§ **WHAT YOU HAVE TO DO**
Reproduce the passage on Eastern Avalonia's collision with Laurentia word for word, starting at "The evidence is" and stopping after "of anticlockwise rotation.".

The evidence is reviewed for the timing of collision between the microcontinent of Eastern Avalonia (southern Britain and adjacent areas) and the Laurentian continent. Recent palaeomagnetic results placing Eastern Avalonia in a high (50°) southern latitude in mid Ordovician time are now consistent with faunal evidence for the first time. The resulting apparent polar wander path is evaluated and suggests that Eastern Avalonia detached itself from a southern peri-Gondwanan latitude in the early Ordovician, moved northwards, and approached Laurentia by the late Ordovician. Its western corner probably impinged on Laurentia in the early Silurian and it docked against the Laurentian margin during Silurian and early Devonian time with a component of anticlockwise rotation.

§ **GIVEN INFORMATION**
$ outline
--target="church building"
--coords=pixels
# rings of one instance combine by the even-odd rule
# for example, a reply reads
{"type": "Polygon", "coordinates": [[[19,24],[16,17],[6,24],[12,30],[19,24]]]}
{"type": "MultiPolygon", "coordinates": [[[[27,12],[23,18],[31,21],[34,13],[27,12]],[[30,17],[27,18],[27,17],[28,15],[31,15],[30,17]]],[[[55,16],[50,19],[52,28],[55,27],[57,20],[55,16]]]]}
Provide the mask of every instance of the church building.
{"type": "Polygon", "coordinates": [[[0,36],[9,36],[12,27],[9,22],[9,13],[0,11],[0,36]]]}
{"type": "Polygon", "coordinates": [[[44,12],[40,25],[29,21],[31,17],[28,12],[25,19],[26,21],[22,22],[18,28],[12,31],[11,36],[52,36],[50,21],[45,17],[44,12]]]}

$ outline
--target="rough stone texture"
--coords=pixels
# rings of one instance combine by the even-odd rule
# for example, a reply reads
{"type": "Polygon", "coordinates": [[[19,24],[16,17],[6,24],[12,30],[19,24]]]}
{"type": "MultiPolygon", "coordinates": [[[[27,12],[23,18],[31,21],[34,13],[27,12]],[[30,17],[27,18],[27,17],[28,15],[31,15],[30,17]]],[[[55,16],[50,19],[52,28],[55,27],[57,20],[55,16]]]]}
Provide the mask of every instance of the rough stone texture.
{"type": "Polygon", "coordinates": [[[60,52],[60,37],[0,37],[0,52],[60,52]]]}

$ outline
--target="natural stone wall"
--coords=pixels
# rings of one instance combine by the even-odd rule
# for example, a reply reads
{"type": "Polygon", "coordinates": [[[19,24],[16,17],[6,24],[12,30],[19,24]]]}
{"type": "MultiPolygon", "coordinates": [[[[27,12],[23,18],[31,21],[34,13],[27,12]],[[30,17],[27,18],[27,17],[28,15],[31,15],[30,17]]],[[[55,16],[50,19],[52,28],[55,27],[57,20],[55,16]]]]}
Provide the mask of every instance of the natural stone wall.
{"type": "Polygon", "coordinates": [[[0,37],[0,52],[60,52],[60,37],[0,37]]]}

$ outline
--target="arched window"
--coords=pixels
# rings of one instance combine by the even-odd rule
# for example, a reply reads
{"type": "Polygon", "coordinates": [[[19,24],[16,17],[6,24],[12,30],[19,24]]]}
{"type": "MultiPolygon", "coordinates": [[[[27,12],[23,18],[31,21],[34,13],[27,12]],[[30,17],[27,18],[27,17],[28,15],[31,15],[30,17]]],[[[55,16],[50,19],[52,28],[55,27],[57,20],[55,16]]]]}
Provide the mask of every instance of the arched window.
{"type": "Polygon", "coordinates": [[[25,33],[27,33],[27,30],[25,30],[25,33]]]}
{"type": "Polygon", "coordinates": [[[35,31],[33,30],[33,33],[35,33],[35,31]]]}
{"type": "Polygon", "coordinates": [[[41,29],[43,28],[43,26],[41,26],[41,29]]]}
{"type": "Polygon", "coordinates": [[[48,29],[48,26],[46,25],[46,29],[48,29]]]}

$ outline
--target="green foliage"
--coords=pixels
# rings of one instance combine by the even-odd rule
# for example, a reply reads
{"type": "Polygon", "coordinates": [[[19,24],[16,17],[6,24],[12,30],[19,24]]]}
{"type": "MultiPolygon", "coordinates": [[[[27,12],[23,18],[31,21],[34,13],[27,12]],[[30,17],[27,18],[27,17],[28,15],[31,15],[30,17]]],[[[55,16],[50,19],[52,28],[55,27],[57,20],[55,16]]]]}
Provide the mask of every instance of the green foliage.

§ **COMPLETE ANSWER**
The evidence is reviewed for the timing of collision between the microcontinent of Eastern Avalonia (southern Britain and adjacent areas) and the Laurentian continent. Recent palaeomagnetic results placing Eastern Avalonia in a high (50°) southern latitude in mid Ordovician time are now consistent with faunal evidence for the first time. The resulting apparent polar wander path is evaluated and suggests that Eastern Avalonia detached itself from a southern peri-Gondwanan latitude in the early Ordovician, moved northwards, and approached Laurentia by the late Ordovician. Its western corner probably impinged on Laurentia in the early Silurian and it docked against the Laurentian margin during Silurian and early Devonian time with a component of anticlockwise rotation.